------ Exercise inputs
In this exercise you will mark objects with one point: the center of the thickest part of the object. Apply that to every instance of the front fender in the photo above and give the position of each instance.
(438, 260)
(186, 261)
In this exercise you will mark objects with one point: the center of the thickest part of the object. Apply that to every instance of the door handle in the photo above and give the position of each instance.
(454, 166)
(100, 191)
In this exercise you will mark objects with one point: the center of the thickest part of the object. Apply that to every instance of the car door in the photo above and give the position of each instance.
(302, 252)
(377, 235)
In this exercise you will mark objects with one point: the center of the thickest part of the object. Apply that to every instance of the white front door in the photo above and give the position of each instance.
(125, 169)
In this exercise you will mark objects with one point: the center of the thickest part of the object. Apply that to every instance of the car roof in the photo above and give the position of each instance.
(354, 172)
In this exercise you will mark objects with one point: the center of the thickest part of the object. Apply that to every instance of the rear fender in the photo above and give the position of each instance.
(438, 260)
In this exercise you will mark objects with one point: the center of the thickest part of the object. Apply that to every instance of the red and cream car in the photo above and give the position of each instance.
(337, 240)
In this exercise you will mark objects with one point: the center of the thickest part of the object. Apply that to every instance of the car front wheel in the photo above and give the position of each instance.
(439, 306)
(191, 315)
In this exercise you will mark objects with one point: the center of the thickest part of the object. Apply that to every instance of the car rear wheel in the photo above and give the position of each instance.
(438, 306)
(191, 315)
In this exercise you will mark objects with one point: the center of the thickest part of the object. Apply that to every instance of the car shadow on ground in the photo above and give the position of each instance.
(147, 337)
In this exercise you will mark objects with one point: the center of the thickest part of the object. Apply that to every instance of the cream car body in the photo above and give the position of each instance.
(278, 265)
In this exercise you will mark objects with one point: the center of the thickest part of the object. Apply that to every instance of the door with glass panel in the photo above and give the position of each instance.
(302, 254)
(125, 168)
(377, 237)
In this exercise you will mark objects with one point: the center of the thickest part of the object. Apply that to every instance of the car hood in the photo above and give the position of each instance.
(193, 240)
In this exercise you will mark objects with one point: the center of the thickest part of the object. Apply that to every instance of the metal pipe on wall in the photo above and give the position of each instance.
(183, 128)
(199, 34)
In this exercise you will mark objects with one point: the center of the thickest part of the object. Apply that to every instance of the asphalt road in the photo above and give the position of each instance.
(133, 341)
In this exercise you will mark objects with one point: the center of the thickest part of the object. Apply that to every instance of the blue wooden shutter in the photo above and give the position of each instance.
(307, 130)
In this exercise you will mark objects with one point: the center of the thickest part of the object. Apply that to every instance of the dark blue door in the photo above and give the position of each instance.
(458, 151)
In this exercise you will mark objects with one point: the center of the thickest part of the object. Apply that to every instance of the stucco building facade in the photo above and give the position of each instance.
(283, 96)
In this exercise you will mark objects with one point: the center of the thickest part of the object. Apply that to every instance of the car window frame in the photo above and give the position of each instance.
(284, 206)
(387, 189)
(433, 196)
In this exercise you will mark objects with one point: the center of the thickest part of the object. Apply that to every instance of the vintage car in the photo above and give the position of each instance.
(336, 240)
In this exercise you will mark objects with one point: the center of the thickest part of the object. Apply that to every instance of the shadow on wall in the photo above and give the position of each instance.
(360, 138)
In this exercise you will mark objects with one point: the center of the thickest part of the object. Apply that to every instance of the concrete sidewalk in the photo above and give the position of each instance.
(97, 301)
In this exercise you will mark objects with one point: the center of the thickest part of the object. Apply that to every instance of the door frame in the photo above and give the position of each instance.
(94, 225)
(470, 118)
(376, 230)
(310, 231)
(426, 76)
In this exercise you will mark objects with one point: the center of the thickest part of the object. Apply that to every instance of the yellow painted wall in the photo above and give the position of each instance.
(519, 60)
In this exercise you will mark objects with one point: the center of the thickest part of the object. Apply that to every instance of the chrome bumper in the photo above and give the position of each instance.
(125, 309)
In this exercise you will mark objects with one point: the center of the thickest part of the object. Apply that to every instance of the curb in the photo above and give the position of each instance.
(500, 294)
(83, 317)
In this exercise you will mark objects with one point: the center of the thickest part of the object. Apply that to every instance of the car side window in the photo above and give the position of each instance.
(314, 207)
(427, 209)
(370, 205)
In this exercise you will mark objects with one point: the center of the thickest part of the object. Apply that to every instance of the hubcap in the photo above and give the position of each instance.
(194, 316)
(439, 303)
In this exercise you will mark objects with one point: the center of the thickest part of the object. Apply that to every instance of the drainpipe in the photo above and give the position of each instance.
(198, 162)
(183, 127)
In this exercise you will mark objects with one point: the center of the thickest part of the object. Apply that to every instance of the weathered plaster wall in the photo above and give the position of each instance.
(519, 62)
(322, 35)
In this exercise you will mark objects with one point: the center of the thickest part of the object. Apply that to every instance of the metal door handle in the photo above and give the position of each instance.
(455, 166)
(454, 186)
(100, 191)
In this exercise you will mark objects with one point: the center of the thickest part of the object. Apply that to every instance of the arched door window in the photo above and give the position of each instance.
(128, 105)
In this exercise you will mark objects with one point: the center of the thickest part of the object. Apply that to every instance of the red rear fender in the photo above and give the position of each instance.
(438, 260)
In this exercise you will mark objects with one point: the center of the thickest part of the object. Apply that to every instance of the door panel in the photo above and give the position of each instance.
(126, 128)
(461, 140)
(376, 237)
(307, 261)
------------
__What the task asks__.
Word for word, transcribe each of the entries above.

__Answer area__.
In this exercise you will mark objects with one point: the center of the thickest part of the object. Apply that to every instance of the front fender in the photo above and give the position of each instance.
(438, 260)
(186, 261)
In this exercise you will mark objects with one point: the center of the thickest part of the object. Apply that to every instance of the door handle in the photo above and give the position of each instance.
(454, 166)
(100, 191)
In this exercise you will mark objects with one point: the center of the thickest part of the object. Apply that to every instance of the car door in the photo above and give the position of each instance.
(302, 252)
(377, 235)
In this exercise you will mark objects with one point: the center of the thickest part of the object. Apply that to every instance of the white front door in the photo above and give the position of each instance.
(125, 169)
In this exercise you will mark objects with one point: the center of the thickest part of the object. Apply that to every instance of the car roof in the photo above and give the position of each instance.
(354, 172)
In this exercise you will mark objects with one point: the center of the thickest part of the object. Apply that to every instance of the rear fender in the photo above and give the position of each instance.
(438, 260)
In this exercise you will mark objects with one point: the center of the thickest part of the object. Apply that to every instance of the red and cream car in the photo above and give the position of each instance.
(337, 240)
In this exercise you will mark objects with one point: the center of the thickest part of the object. Apply that to every instance of the car front wheel in the photo above and give the position of each instance.
(439, 306)
(191, 315)
In this exercise you will mark objects with one point: the center of the thickest part of the object. Apply that to every instance of the car rear wheel in the photo above and give the position of each instance.
(438, 306)
(191, 315)
In this exercise you will mark objects with one point: the center of the thickest part of the object. Apply that to every instance of the car shadow on ground in the photo above and give the position of each instance.
(147, 337)
In this exercise you will mark objects with one point: the center of the thickest part of the object. Apply that to every instance of the cream car body in the photo above and give the position of each instance.
(278, 265)
In this exercise you will mark objects with one point: the center of the thickest part of the object. Apply that to every instance of the door with glass panel in the photo above and give the position of each instance.
(302, 254)
(125, 168)
(377, 237)
In this exercise you will mark objects with one point: the center of the thickest part of the object. Apply that to every instance of the car hood in the photo above and give the position of each instance.
(193, 240)
In this exercise you will mark objects with one point: the center of the thickest part of the object. Apply that to every instance of the metal pipe on wall in the photo above and give the position of each instance.
(183, 128)
(199, 34)
In this exercise you will mark objects with one point: the center of the thickest part of the object. Apply that to every instance of the asphalt road in the photo above and give the position of each instance.
(133, 341)
In this exercise you will mark objects with one point: the center of the thickest part of the object. Apply that to every instance of the blue wooden shutter in the photo above and give the position of each instance.
(307, 130)
In this exercise you will mark objects with one point: the center of the thickest part of the object. Apply that to every instance of the dark blue door in the photo above and give the position of each instance.
(458, 151)
In this exercise you will mark objects with one point: the center of the thickest part of the object. Apply that to every instance of the stucco building facade in the photo above and give the position of each instance.
(283, 96)
In this exercise you will mark objects with one point: the center of the thickest part of the object. Apply that to every instance of the car window frame in the photo above and give the position of each instance.
(284, 206)
(387, 189)
(433, 196)
In this exercise you will mark objects with one point: the center of the thickest part of the object. Apply that to every instance of the vintage car in the photo above and give the position of each instance.
(336, 240)
In this exercise you will mark objects with one point: the center of the thickest part of the object. Apply that to every instance of the shadow on wall in the photo above and give the position of each instance.
(360, 138)
In this exercise you will mark objects with one point: the center of the thickest part of the object. Apply that to every instance of the concrete sidewalk in the photo above and give the position of each instance.
(97, 301)
In this exercise you will mark objects with one point: the center of the thickest part of the object. Apply that to every instance of the door frame in the photo above and give the position of each instance.
(94, 225)
(470, 118)
(376, 230)
(310, 231)
(426, 76)
In this exercise you will mark objects with one point: the center of the thickest part of the object. Apply that to every instance of the yellow painted wall in the photo above and give the position of each instance.
(519, 60)
In this exercise you will mark objects with one point: the center of the thickest part of the object. Apply that to every instance of the chrome bumper in the photo above and give the position of each instance.
(125, 309)
In this exercise you will mark objects with one point: the center of the thickest part of the object. Apply that to every instance of the curb in the photo above and give the position of each instance.
(500, 294)
(83, 317)
In this exercise you will mark objects with one point: the center of the thickest part of the object. Apply that to every instance of the car side window in the photo above and give the position of each instance.
(314, 207)
(427, 209)
(370, 205)
In this exercise you will mark objects with one point: the center of the thickest part of the object. Apply that to every instance of the hubcap in the photo above and give the position of each instance.
(194, 316)
(439, 303)
In this exercise you will mark objects with one point: the center of the thickest part of the object. Apply that to every instance of the drainpipe in the photo above and give the position of each instance.
(198, 162)
(183, 127)
In this exercise you will mark objects with one point: the center of the thickest part of the object. Apply that to every instance of the weathered plaster wall in the photo above and give the position of each instance.
(519, 62)
(322, 35)
In this exercise you will mark objects with one point: the center of the thickest part of the object. Apply that to every instance of the metal door handle in the photo above and give the position of each instance.
(455, 166)
(454, 186)
(100, 191)
In this exercise you will mark objects with one point: the center of the thickest part of the object. Apply that to every instance of the arched door window in the photo above and give the position of each instance.
(128, 105)
In this exercise you will mark objects with one point: the center of the thickest part of the object. Apply that to every instance of the red rear fender in the photo above and give the position of each instance.
(438, 260)
In this exercise you will mark objects with one point: the center of the thickest part of the object. Apply that to every instance of the door panel in the photo above and give the position of each instance.
(126, 128)
(461, 140)
(376, 237)
(307, 261)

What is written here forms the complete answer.